Page excerpt START
Chinese/Japanese/Korean/Filipino/Dutch/Jewish Communities of Canada
Jointly Launch Campaign to Support Professor Saburo Ienaga’s Lawsuit
Against the Censorship and Distortion of Historical Facts in History Textbooks by the Japanese Government
June 1997

Introduction

A joint working committee has recently been formed by the National Association of Japanese Canadians’ ( NAJC ) Human Rights Committee and the Vancouver & Toronto Chapters of the Association for Learning & Preserving the History of World War II in Asia ( ALPHA ) . The purpose of this joint committee is to support reconciliation between Japan and those nations victimized by Japanese militarism. With this focus in mind, this committee in cooperation with the Korean, Dutch, Filipino, Jewish and other ethnic communities in Canada launch this campaign in support of the "Ienaga textbook screening suit" in Japan.

What is the "Ienaga textbook screening suit"?

In 1965, Professor Saburo Ienaga, an established scholar of Japanese history, initiated a court case in Tokyo by suing the Japanese government which, through "textbook screening", had been controlling history taught in secondary schools. Professor Ienaga argues that the textbook screening violates freedom of expression and education guaranteed by the Japanese Constitution, it is therefore unconstitutional and illegal. Through this textbook screening system the government repeatedly advised the revision or even deletion of truthful descriptions of atrocities and war crimes committed by the Japanese military before and during World War II. For example, in reference to the Nanking massacre the government insisted that "it has to be mentioned as what had happened was in confusion". Another issue in dispute is the government’s insistence to avoid the negative expression: "aggression" and instead, to use "military advance" of the Japanese army into China.
Page excerpt END
Exercise materials START
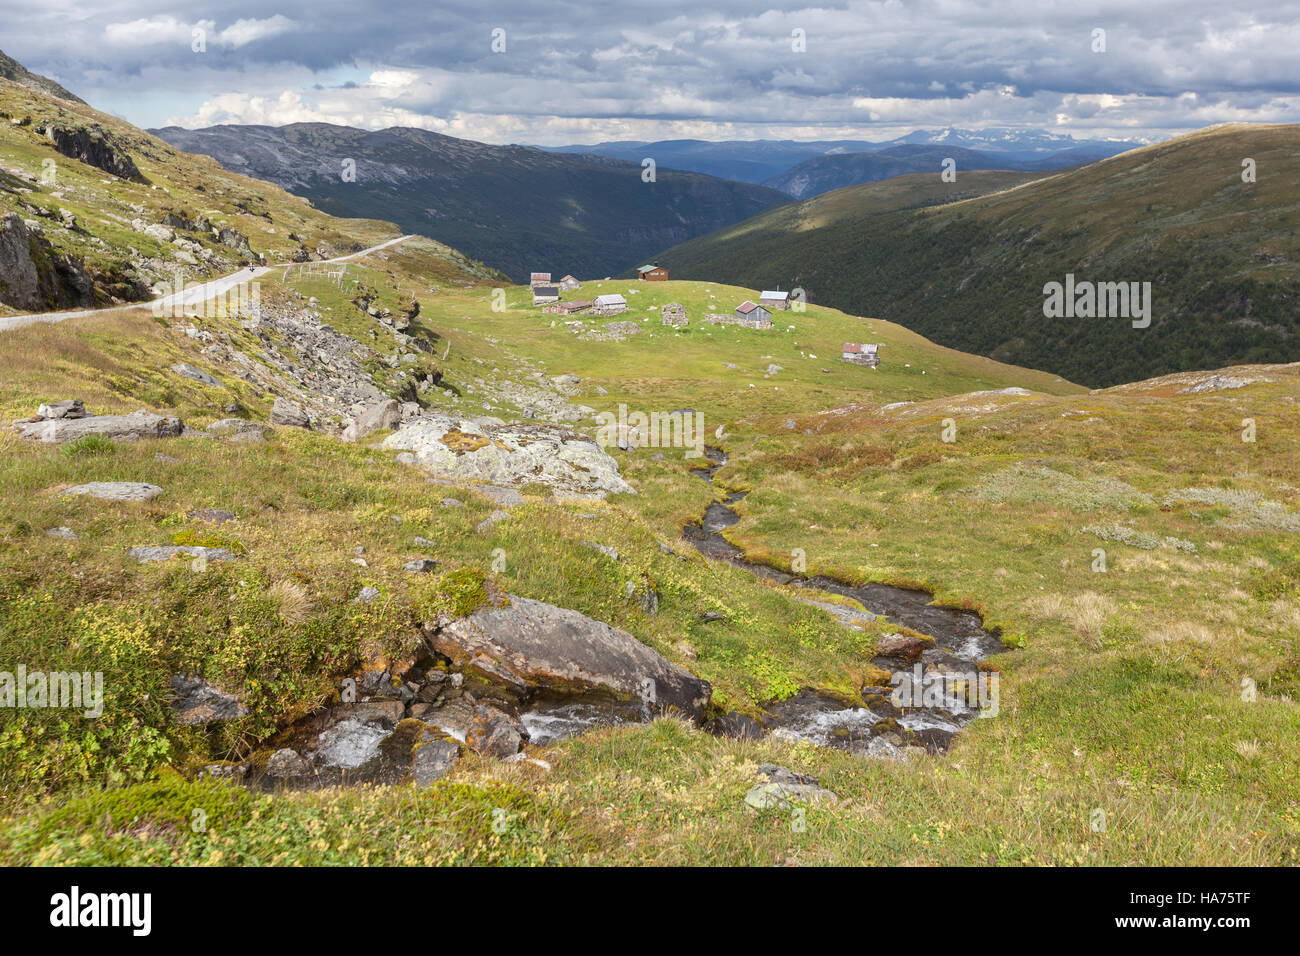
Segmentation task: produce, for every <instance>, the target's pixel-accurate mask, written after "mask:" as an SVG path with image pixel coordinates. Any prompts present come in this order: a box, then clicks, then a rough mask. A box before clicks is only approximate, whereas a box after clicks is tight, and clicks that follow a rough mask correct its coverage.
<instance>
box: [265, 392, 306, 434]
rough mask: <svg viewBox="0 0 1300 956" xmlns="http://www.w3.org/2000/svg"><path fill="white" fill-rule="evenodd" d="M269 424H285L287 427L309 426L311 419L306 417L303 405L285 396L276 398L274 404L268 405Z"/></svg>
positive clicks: (298, 426) (301, 427)
mask: <svg viewBox="0 0 1300 956" xmlns="http://www.w3.org/2000/svg"><path fill="white" fill-rule="evenodd" d="M270 424H273V425H286V427H289V428H311V420H309V419H308V418H307V412H305V411H304V410H303V406H300V405H298V402H290V401H289V399H287V398H276V402H274V405H272V406H270Z"/></svg>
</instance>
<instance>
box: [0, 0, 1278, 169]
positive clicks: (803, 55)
mask: <svg viewBox="0 0 1300 956" xmlns="http://www.w3.org/2000/svg"><path fill="white" fill-rule="evenodd" d="M0 23H4V26H3V30H0V49H4V51H5V52H6V53H9V55H10V56H13V57H14V59H17V60H19V61H21V62H23V64H25V65H26V66H27V68H29V69H32V70H35V72H38V73H44V74H47V75H51V77H53V78H56V79H59V81H60V82H61V83H64V86H66V87H69V88H70V90H73V92H77V94H78V95H81V96H82V98H83V99H86V100H88V101H90V103H92V104H94V105H96V107H99V108H101V109H105V111H108V112H112V113H116V114H118V116H122V117H125V118H126V120H129V121H131V122H134V124H136V125H139V126H162V125H169V124H175V125H181V126H208V125H212V124H227V122H235V124H273V125H279V124H287V122H298V121H312V120H316V121H326V122H337V124H347V125H351V126H364V127H370V129H380V127H383V126H398V125H402V126H421V127H426V129H432V130H437V131H439V133H446V134H450V135H456V137H465V138H469V139H480V140H484V142H491V143H512V142H513V143H541V144H562V143H593V142H599V140H607V139H667V138H701V139H757V138H768V139H772V138H781V139H839V138H863V139H887V138H892V137H894V135H900V134H902V133H907V131H910V130H913V129H918V127H939V126H946V125H953V126H965V127H975V129H979V127H985V126H1032V127H1044V129H1049V130H1054V131H1060V133H1071V134H1074V135H1075V137H1080V138H1087V137H1108V135H1113V137H1123V138H1131V137H1152V138H1164V137H1166V135H1171V134H1175V133H1182V131H1187V130H1190V129H1196V127H1201V126H1206V125H1210V124H1216V122H1226V121H1256V122H1297V121H1300V69H1297V59H1296V51H1297V49H1300V0H1297V1H1296V3H1287V1H1283V0H1277V1H1273V3H1269V1H1268V0H1179V1H1177V3H1165V1H1162V0H1131V1H1130V3H1109V1H1108V0H1100V1H1095V3H1079V1H1078V0H1070V1H1069V3H1056V1H1053V0H1009V1H1006V3H974V1H972V0H883V1H875V0H848V1H846V3H824V4H816V5H813V4H802V3H797V1H794V3H785V4H783V5H781V7H780V8H776V7H772V5H771V4H768V3H764V1H763V0H686V1H679V0H653V1H645V0H630V1H627V0H611V1H610V3H606V4H603V5H594V4H593V5H585V4H575V3H568V1H567V0H551V1H550V3H519V1H517V0H511V1H508V3H500V1H499V0H451V1H450V3H448V1H447V0H380V1H374V0H367V1H363V0H309V1H302V0H212V1H211V3H200V4H188V3H181V4H178V3H166V1H165V0H91V3H86V0H0ZM1097 31H1105V33H1104V35H1102V34H1099V33H1097ZM1102 44H1104V52H1102V51H1101V49H1100V47H1102Z"/></svg>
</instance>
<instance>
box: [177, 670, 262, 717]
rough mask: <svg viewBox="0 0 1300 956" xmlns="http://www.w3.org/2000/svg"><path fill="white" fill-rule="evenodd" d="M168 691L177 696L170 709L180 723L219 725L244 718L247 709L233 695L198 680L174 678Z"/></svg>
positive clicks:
Exercise materials END
**Your tasks:**
a) Pick out every line of the records that contains the string "clicks", and copy each one in full.
b) Carry on the text about Professor Ienaga's textbook lawsuit, starting right after its last sentence.
The text and the records are unrelated to each other.

**Responses by task:**
a)
Segmentation task: produce, for every <instance>, the target's pixel-accurate mask, written after "mask:" as an SVG path with image pixel coordinates. Any prompts present come in this order: a box, then clicks, then a rough mask. A box before clicks is only approximate, whereas a box after clicks is tight, and clicks that follow a rough mask correct its coverage.
positive clicks: (298, 426) (301, 427)
positive clicks: (803, 55)
positive clicks:

b)
After 30 years the final ruling is expected soon

So far, Ienaga has lost two textbook suits after appealing up to the Supreme Court. In 1984 Ienaga initiated a new suit suing the government with regard to nine screening comments made by the government on his draft textbooks from 1980 to 1983. In 1989, the district court ruled against most of his arguments. He then appealed to the high court which ruled that three out of nine screening comments are illegal. This partial acceptance of Ienaga’s arguments by the courts can be regarded as resulting from support and pressure given by Japanese and international public opinion. Ienaga appealed the high court decision of his third suit to the supreme court which will likely give its final decision by the end of this summer.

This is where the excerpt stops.